[A block of data]

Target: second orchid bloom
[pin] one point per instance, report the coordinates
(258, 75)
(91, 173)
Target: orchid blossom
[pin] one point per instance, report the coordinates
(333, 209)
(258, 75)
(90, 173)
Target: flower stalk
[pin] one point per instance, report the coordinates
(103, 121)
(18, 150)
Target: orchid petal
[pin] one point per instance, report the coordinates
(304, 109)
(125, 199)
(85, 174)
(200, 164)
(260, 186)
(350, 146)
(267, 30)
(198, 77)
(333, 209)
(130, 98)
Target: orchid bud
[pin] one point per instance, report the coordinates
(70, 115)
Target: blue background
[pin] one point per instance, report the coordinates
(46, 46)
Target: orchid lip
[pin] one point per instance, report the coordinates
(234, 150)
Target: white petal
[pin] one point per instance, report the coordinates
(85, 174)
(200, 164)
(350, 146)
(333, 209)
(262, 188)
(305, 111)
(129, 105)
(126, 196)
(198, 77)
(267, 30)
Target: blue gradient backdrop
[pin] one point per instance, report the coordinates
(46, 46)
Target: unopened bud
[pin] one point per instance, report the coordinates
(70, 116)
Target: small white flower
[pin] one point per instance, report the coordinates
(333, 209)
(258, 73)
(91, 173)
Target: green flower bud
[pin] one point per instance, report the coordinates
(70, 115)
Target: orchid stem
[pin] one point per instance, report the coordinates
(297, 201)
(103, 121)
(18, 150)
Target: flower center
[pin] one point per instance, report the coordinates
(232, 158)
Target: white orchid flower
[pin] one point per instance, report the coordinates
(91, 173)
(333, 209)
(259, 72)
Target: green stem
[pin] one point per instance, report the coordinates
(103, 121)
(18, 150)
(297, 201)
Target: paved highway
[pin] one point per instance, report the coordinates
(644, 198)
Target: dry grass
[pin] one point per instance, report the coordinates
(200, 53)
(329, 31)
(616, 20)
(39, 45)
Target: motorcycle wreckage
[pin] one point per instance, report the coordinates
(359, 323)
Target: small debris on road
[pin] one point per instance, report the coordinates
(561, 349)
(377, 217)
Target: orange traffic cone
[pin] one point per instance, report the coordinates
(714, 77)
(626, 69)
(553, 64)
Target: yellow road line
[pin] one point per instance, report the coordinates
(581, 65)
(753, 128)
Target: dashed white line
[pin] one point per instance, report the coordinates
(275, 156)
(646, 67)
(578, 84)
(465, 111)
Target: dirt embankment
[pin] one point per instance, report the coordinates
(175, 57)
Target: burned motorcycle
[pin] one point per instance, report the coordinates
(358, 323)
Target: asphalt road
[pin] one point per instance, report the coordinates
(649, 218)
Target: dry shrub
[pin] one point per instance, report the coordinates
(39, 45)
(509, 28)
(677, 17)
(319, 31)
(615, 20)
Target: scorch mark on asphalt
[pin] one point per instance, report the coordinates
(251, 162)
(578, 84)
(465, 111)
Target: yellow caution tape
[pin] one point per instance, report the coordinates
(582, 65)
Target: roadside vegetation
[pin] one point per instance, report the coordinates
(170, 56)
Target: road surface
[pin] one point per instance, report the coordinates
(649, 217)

• _Written instruction_
Your task is to repeat the data exactly, with nothing left out.

• _Result of this task_
Target: second orchid bloom
[pin] one point per instance, report the coordinates
(258, 75)
(91, 173)
Target: orchid blossom
[pin] one point per instance, report the coordinates
(333, 209)
(258, 75)
(90, 173)
Target: flower stalk
[pin] one point per instance, report the coordinates
(103, 121)
(18, 150)
Target: orchid petal
[pin] one point per instance, report the coordinates
(304, 109)
(125, 199)
(85, 174)
(200, 164)
(260, 186)
(350, 146)
(267, 30)
(198, 77)
(333, 209)
(130, 98)
Target: orchid bud
[pin] one point per instance, report the coordinates
(70, 115)
Target: blue background
[pin] one point per instance, report the coordinates
(46, 46)
Target: orchid lip
[pin] one point per instance, report the coordinates
(234, 150)
Target: white petal
[pin] one point per instance, report the coordinates
(85, 174)
(200, 164)
(350, 146)
(333, 209)
(262, 188)
(305, 111)
(129, 105)
(126, 196)
(198, 77)
(267, 30)
Target: blue gradient backdrop
[pin] one point per instance, report the coordinates
(46, 46)
Target: unopened bud
[pin] one point per instance, report the coordinates
(70, 116)
Target: small white flower
[pin] one point per instance, report the coordinates
(333, 209)
(258, 73)
(91, 173)
Target: green flower bud
[pin] one point per instance, report the coordinates
(70, 115)
Target: orchid stem
[pin] one point per instance, report the coordinates
(297, 201)
(103, 121)
(18, 150)
Target: flower center
[pin] one point per instance, report the coordinates
(232, 158)
Target: white orchid flower
[pin] one point per instance, report the coordinates
(91, 173)
(333, 209)
(259, 72)
Target: green stem
[pin] one point per instance, report the coordinates
(103, 121)
(18, 150)
(297, 201)
Target: paved highway
[pin] one point per instance, report the coordinates
(644, 198)
Target: dry grass
[pin] one point per instance, report the coordinates
(200, 53)
(329, 31)
(616, 20)
(39, 45)
Target: motorcycle wreckage
[pin] one point per instance, report the coordinates
(359, 323)
Target: small debris on road
[pin] one point per instance, report the coordinates
(561, 349)
(377, 217)
Target: orange traffic cone
[pin] one point per instance, report the coordinates
(714, 77)
(626, 69)
(553, 64)
Target: yellow road line
[pin] one point per instance, report the coordinates
(581, 65)
(753, 128)
Target: dashed white line
[pin] one point per instance, report the coordinates
(275, 156)
(646, 67)
(578, 84)
(465, 111)
Target: dirt embankment
[pin] one point per instance, report the coordinates
(175, 57)
Target: burned motorcycle
[pin] one point per instance, report the coordinates
(358, 323)
Target: asphalt road
[pin] one point per instance, report the coordinates
(649, 218)
Target: dry shrub
[pin] one point per instance, report the coordinates
(39, 45)
(509, 28)
(677, 17)
(319, 31)
(615, 20)
Target: scorch mark on asphalt
[pin] one point per instance, report the coordinates
(251, 162)
(578, 84)
(465, 111)
Target: yellow caution tape
[pin] one point per instance, report the coordinates
(582, 65)
Target: roadside vegetation
[pin] one point per instance, report the coordinates
(170, 56)
Target: road surface
[pin] one point per instance, report the coordinates
(649, 217)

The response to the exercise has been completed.